## [Required task]
Reproduce, word for word, everything in the Cua Driver modalities page below from "Every Cua Driver" down to "rejects by design.".

## [Excerpted passage]
[Begin]

Cua Docs

Capture and Dispatch Modalities

How Cua Driver observes and acts on an app — perception always returns both the accessibility tree and a screenshot, the action rung (ax or px) is chosen at action time, plus dispatch and capture scope — and which combinations are valid.

Capture and Dispatch Modalities

Every Cua Driver action is shaped by four things: what the agent observes, which rung dispatches the action, how input is delivered, and what coordinate space the action targets. Most callers never set any of them — the defaults give background, per-window, accessibility-first automation. The key change from earlier versions: perception is no longer a mode you pick. get_window_state returns both the accessibility tree and a screenshot in one call, and the ax-versus-px choice is made at action time, by how you address the target. This page documents the full set so you can reason about the combinations that are valid and the ones the driver rejects by design.

The Axes#

1. Perception — what the agent observes#

get_window_state(pid, window_id) returns both the accessibility tree and a screenshot by default, in one call. There is no capture mode to pick: you ground on the tree and the screenshot together and cross-check one against the other. This matters because the tree lies on some surfaces: it can expose useful structure while still echoing a write the app did not apply, omitting the rendered value, or reporting geometry that disagrees with the pixels. A grounding screenshot is always present, so when the tree looks wrong you check the pixels in the same response.

[End]

## [Supplied information]

[Begin]

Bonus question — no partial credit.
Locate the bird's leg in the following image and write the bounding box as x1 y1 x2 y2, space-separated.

[End]
[Begin]

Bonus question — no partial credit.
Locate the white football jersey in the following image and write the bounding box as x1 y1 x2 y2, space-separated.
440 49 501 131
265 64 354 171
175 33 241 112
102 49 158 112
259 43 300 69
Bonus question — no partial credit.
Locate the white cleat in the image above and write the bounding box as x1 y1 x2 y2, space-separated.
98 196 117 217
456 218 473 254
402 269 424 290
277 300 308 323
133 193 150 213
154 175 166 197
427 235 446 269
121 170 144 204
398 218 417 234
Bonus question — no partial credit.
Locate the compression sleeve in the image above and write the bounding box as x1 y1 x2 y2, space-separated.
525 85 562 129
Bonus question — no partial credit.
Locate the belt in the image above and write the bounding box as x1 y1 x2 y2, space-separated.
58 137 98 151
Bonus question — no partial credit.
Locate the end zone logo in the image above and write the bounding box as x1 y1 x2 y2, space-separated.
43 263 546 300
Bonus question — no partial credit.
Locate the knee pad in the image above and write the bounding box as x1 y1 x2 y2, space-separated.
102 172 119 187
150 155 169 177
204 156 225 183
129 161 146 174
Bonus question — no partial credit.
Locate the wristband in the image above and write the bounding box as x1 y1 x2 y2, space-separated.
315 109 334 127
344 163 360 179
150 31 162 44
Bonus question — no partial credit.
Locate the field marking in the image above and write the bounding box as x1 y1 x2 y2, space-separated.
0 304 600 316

[End]
[Begin]

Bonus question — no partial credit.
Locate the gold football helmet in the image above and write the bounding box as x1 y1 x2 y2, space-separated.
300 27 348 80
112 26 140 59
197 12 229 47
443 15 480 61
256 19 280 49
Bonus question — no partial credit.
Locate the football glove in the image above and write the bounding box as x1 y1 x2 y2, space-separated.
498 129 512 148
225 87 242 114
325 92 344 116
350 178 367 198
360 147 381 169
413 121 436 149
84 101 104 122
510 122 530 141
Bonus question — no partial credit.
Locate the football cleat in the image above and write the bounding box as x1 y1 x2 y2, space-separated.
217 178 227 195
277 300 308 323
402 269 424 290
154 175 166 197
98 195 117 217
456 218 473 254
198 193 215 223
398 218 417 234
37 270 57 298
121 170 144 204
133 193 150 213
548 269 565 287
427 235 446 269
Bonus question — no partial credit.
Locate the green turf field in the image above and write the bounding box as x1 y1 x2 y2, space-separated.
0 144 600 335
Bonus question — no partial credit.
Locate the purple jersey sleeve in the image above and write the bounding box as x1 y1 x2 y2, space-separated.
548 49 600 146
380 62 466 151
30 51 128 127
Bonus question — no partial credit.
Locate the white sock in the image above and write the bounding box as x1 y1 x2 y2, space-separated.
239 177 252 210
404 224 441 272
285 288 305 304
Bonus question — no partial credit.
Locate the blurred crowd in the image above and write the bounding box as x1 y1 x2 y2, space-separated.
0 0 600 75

[End]

## [Exercise solution]
Every Cua Driver action is shaped by four things: what the agent observes, which rung dispatches the action, how input is delivered, and what coordinate space the action targets. Most callers never set any of them — the defaults give background, per-window, accessibility-first automation. The key change from earlier versions: perception is no longer a mode you pick. get_window_state returns both the accessibility tree and a screenshot in one call, and the ax-versus-px choice is made at action time, by how you address the target. This page documents the full set so you can reason about the combinations that are valid and the ones the driver rejects by design.